(Region pointing data)
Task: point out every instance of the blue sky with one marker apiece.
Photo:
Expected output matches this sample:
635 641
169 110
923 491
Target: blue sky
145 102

--

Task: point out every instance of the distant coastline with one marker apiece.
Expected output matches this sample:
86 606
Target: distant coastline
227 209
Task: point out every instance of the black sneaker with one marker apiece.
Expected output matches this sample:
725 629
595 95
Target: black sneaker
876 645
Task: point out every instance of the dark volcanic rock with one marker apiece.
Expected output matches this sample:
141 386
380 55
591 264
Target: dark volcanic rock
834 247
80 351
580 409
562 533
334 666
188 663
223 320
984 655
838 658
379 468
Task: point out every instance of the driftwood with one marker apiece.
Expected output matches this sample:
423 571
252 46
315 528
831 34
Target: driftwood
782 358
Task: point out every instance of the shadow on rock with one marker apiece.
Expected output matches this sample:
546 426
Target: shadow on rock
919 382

---

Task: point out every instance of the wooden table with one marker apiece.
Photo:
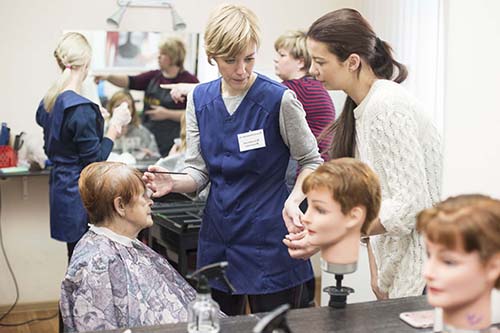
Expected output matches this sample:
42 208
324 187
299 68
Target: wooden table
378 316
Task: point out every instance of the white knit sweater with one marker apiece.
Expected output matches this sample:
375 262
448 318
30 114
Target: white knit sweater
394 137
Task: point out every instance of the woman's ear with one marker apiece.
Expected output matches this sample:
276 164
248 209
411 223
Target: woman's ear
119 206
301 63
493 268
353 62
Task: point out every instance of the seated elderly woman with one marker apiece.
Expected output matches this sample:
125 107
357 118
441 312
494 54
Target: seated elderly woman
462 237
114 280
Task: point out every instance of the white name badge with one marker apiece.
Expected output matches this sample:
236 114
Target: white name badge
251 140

**What you have to do:** Scan the entries above for the word "apiece". Report the lines that hold it.

**Task solution:**
Task: point out every instance of the blue sky with one marker apiece.
Task: point out every instance of the distant coastline with one marker apiece.
Task: point out every instance of the black sneaker with one marker apiece.
Task: point out every instance of the dark volcanic rock with one marker apiece.
Task: point out every instance of the driftwood with one marker apiece.
Task: point out every instance of the shadow on rock with one marker apiece.
Task: point out every instance of the wooden table with one marker apiece.
Task: point out every instance of the white knit sweater with one marker apiece.
Task: point out every instance of the woman's ear with one marker apiece.
Task: point out every instance of the seated elderly woman with one marker apiece.
Task: point out every instance of the white name badge with one marker apiece.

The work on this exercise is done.